======== SUPPLIED ENTRIES

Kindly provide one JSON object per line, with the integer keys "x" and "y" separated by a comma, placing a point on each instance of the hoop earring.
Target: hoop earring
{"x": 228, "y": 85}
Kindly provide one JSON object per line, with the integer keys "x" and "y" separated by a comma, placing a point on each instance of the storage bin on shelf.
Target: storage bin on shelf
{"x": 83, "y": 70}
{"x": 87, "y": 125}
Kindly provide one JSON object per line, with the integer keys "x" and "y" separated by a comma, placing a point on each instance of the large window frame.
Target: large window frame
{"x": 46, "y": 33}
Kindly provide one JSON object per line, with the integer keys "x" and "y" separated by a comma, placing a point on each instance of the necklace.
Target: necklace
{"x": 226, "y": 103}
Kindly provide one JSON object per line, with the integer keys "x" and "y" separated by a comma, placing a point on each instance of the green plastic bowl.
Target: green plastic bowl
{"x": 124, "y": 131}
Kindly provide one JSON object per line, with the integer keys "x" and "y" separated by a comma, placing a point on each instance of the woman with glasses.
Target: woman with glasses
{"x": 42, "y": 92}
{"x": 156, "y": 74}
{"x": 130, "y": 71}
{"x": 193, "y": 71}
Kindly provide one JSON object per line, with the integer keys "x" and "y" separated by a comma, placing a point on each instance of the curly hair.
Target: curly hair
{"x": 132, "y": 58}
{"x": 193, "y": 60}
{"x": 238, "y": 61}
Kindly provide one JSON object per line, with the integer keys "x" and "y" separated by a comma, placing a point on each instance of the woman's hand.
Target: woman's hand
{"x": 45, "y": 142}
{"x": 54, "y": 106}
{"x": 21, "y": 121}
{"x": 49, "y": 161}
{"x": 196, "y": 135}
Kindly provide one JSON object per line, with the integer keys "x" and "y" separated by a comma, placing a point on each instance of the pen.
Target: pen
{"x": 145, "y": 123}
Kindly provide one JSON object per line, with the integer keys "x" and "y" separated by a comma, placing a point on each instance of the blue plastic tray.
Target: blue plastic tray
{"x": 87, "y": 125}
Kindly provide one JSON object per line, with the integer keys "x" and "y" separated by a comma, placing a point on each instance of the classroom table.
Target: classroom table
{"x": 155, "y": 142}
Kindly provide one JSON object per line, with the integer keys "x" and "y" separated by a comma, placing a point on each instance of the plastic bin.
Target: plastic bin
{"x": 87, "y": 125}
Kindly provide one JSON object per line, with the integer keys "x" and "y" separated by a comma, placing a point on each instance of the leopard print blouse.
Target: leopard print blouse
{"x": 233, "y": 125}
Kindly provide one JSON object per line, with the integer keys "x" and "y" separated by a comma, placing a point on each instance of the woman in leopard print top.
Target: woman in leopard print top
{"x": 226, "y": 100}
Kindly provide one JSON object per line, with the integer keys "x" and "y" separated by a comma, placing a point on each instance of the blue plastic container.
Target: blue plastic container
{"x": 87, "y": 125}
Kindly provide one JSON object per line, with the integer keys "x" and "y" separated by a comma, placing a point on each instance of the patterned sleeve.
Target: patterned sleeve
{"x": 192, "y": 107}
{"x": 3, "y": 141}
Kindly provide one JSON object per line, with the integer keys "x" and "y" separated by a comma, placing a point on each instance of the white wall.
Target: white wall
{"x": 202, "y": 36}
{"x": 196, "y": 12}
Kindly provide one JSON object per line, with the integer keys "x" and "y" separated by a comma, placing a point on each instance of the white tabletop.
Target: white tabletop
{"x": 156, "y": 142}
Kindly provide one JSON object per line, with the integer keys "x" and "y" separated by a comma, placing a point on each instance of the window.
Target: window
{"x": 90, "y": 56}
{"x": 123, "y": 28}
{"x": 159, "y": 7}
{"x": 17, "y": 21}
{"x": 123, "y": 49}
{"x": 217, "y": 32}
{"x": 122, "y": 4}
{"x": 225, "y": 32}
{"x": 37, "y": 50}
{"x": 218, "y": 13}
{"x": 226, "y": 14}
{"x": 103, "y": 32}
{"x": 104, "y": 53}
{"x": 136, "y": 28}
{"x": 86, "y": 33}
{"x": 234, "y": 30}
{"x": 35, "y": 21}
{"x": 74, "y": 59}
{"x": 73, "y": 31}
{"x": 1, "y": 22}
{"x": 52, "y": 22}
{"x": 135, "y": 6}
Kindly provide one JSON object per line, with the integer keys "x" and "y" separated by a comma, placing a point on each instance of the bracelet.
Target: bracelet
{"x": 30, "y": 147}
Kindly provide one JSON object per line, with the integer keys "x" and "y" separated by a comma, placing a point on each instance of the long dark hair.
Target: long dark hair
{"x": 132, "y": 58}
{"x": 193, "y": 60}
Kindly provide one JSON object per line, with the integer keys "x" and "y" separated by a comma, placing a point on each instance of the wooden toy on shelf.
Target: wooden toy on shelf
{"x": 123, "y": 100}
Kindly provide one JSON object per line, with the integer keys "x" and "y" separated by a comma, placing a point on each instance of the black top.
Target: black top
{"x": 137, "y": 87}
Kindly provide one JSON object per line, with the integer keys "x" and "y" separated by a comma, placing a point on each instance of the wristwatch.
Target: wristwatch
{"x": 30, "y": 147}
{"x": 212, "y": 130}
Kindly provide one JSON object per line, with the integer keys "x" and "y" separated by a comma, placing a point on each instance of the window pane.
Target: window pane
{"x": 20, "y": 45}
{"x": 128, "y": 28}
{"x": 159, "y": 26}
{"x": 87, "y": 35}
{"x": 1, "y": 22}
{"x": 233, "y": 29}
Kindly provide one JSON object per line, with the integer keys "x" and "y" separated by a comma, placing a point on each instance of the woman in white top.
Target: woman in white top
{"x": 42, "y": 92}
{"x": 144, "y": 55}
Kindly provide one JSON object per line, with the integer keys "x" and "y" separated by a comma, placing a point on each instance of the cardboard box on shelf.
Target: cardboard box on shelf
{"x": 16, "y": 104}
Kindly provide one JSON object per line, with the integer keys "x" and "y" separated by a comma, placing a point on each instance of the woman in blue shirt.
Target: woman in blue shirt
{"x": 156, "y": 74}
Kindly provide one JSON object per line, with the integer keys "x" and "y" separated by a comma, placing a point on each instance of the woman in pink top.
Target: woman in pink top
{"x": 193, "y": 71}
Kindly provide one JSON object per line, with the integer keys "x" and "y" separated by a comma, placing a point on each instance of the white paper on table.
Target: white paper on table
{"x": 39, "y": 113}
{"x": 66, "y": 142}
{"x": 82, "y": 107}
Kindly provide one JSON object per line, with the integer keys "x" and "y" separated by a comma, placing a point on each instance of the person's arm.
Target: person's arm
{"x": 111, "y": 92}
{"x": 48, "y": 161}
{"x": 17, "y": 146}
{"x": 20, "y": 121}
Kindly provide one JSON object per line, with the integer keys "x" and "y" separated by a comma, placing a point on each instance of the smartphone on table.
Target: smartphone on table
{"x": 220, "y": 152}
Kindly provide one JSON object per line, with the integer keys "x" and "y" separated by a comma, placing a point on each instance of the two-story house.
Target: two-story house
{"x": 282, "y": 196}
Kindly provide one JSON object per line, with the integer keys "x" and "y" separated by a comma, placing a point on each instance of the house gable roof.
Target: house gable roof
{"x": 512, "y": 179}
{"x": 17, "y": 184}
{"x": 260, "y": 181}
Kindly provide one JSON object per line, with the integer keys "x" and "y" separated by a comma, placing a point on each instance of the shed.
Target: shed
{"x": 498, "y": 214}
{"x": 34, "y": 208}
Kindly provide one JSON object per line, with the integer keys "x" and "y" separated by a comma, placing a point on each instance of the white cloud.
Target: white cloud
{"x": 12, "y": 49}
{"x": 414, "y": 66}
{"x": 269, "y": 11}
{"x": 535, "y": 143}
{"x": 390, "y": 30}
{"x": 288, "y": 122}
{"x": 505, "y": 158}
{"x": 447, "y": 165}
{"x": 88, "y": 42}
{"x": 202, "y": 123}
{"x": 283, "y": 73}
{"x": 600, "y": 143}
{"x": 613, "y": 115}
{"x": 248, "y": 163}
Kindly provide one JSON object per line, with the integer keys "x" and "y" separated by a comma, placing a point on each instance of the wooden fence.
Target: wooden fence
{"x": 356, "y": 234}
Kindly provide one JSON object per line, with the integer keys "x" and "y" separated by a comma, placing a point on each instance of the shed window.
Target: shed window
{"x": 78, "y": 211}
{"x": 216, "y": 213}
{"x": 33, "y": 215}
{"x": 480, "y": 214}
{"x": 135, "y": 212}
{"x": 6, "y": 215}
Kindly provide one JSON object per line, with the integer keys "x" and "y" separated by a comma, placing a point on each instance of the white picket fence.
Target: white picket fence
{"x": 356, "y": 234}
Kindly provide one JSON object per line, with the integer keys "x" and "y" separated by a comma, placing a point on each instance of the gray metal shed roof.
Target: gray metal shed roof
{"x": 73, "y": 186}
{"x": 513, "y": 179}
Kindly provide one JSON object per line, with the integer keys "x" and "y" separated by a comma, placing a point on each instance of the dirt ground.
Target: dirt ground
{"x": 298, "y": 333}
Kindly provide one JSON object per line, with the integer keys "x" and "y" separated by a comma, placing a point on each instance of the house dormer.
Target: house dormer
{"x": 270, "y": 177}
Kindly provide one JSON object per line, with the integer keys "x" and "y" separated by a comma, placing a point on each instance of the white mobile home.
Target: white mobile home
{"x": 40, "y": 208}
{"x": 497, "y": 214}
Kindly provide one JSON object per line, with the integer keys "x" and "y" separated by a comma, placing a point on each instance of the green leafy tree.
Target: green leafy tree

================

• **PROBLEM STATEMENT**
Every line from the one containing "Target: white picket fence" through the last line of the entries should be output exactly; nothing else belongs in the reply.

• **WRITTEN ANSWER**
Target: white picket fence
{"x": 356, "y": 234}
Kindly provide one JSON object per line, with the integer keys "x" and "y" separated by a comma, placing a point on each instance of the gray metal shed roof.
Target: gray metal shed roof
{"x": 73, "y": 186}
{"x": 513, "y": 179}
Kindly provide one JSON object per line, with the integer keys "x" and "y" separated by a comma, placing a point on each instance of the dirt ground.
Target: dirt ground
{"x": 298, "y": 333}
Kindly provide one JSON object per line, with the integer keys "x" and "y" separated by a comma, placing a point on each instance of the house dormer.
Target: house dormer
{"x": 270, "y": 177}
Kindly provide one JSON object per line, with the integer keys "x" and "y" separated by a comma, placing a point on each instance of the white mobile home.
Target: white mobile home
{"x": 40, "y": 208}
{"x": 497, "y": 214}
Kindly provide one JSON object per line, with the integer keys "x" and "y" separated by a comma, placing a point on each instance of the green leafy tree.
Target: green leafy tree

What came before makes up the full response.